■ **Directions**: Filter the rows below and copy out each line that contains the word "concrete".
** begin Entries shown **
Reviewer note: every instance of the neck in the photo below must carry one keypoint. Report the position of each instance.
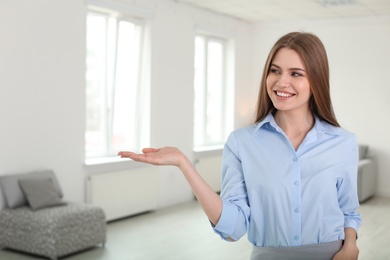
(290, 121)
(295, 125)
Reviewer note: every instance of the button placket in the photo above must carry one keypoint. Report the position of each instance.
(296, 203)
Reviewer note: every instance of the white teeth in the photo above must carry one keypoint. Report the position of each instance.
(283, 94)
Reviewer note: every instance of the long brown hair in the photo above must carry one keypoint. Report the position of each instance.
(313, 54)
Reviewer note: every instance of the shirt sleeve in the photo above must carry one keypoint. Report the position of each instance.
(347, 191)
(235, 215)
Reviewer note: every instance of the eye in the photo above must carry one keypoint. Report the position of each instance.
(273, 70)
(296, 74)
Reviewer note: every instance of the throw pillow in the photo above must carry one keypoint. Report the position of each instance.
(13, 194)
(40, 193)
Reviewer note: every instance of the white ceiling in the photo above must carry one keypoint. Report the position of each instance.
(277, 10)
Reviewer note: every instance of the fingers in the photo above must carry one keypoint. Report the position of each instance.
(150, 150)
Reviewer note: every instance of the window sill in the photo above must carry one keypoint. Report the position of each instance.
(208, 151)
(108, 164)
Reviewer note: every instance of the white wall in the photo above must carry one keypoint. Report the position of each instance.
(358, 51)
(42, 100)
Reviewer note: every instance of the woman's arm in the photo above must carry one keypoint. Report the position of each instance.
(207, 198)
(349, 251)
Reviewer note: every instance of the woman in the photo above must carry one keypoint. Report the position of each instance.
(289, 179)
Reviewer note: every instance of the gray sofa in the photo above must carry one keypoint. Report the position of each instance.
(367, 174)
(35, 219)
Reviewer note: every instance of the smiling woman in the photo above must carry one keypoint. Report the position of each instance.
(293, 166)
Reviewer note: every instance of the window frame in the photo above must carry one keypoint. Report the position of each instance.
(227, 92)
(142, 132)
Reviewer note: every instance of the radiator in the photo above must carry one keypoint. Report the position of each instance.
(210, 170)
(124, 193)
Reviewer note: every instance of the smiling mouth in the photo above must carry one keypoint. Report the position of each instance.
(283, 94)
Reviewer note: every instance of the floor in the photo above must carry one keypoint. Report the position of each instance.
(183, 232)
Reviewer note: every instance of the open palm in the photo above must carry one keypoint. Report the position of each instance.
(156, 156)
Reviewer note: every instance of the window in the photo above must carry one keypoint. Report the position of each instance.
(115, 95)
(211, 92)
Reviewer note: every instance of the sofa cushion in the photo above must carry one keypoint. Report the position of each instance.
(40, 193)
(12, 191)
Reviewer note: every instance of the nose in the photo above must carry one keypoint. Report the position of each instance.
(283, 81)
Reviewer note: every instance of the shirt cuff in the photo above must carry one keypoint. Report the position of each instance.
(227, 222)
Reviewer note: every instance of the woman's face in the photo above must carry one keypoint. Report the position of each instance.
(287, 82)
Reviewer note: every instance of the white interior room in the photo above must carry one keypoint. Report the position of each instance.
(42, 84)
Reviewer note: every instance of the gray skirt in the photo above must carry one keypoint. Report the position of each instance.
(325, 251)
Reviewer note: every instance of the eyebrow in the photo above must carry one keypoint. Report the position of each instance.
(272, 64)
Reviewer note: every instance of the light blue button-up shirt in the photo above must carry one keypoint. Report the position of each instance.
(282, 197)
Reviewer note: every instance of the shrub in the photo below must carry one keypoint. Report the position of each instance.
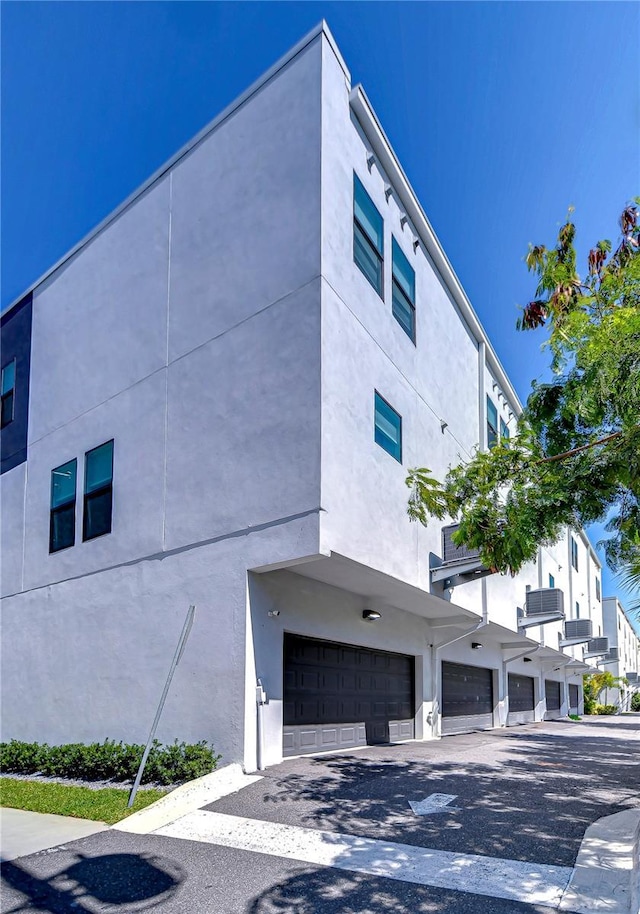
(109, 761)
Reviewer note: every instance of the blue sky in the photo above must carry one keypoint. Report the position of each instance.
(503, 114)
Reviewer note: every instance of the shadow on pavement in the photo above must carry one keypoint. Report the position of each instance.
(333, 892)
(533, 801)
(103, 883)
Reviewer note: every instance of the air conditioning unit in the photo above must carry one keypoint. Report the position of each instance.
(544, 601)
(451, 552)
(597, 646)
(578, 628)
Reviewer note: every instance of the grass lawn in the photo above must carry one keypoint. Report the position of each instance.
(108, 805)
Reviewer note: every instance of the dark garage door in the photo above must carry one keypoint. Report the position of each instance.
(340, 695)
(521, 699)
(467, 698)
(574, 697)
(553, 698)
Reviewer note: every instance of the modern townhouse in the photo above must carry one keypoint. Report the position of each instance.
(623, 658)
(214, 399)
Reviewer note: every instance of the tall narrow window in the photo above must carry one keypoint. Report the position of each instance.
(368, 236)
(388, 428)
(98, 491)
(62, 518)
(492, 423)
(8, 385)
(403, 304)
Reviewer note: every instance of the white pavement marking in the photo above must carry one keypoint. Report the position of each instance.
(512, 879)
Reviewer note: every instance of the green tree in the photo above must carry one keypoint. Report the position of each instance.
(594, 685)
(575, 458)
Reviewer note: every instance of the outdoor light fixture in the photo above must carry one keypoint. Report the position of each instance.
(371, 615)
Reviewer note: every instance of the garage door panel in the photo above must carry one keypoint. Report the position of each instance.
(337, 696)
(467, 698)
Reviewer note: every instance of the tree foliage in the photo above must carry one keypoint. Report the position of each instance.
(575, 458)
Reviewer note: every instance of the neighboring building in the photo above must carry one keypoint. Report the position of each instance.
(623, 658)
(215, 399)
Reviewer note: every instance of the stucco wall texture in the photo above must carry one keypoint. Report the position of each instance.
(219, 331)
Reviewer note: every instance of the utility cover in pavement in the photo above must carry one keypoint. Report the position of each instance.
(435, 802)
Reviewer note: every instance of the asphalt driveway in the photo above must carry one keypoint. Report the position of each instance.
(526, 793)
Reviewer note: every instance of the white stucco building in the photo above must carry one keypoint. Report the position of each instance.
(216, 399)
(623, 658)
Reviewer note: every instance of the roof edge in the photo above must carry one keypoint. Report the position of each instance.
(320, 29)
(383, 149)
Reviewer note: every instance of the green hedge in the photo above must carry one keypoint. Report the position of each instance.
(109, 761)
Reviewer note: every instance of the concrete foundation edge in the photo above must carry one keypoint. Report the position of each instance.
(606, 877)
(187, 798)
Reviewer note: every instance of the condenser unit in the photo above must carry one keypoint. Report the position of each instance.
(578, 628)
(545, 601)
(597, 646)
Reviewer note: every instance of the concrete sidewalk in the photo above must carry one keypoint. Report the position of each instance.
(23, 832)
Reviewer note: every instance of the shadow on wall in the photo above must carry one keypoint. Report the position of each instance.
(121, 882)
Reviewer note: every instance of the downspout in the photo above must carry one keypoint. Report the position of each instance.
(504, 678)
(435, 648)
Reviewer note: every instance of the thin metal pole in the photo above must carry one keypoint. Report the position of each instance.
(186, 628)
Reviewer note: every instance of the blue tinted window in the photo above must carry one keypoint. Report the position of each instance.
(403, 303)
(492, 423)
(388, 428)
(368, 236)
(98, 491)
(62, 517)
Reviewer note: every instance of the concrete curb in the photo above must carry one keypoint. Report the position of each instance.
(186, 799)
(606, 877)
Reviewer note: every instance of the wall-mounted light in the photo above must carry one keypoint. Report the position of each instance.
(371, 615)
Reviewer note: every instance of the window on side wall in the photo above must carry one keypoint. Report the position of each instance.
** end Entries shown **
** begin Entries shown **
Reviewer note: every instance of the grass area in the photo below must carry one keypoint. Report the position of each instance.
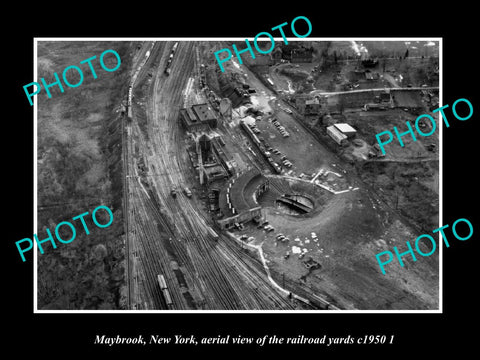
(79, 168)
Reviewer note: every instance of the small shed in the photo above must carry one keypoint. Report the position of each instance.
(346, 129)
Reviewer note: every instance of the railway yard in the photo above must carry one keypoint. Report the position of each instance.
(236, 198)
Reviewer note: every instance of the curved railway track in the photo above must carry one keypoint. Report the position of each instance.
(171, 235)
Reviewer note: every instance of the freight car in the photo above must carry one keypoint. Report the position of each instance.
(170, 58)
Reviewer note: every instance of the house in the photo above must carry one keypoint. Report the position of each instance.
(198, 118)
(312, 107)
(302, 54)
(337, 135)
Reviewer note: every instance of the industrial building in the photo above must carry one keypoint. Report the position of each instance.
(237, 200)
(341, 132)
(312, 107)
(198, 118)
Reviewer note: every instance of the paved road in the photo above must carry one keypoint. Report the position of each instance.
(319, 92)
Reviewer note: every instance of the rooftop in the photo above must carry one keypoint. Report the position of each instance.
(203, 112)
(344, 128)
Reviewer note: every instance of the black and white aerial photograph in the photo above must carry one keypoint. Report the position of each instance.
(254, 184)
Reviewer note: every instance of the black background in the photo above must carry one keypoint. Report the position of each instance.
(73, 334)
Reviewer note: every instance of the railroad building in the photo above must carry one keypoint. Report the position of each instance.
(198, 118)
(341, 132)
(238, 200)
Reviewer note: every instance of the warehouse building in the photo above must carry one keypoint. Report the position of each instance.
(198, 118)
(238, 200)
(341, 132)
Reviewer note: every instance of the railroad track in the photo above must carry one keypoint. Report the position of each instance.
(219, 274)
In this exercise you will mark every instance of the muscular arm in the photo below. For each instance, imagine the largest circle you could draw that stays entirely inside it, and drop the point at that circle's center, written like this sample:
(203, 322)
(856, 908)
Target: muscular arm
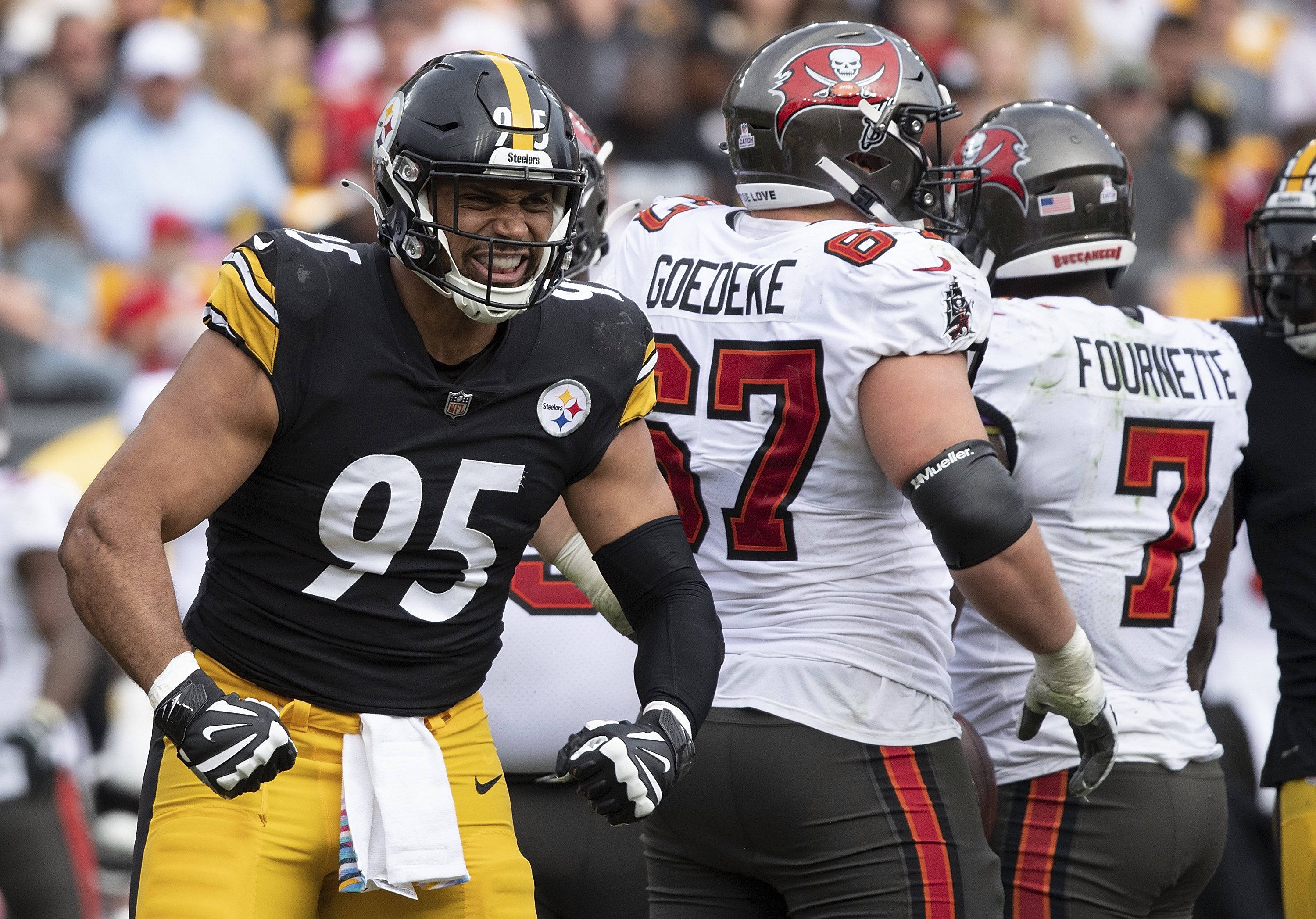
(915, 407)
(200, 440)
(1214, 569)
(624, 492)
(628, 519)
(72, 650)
** end Entries shown **
■ **Correct output**:
Reviewer note: every instance of the concrete foundation edge in the photo above must carry one keypoint. Report the position of each instance.
Reviewer note: every instance of the concrete sidewalk in the photo above must carry one keypoint. Report the position of each instance.
Reviewer note: every instance of the concrete curb in the photo above must carry one keypoint. Report the position of each instance.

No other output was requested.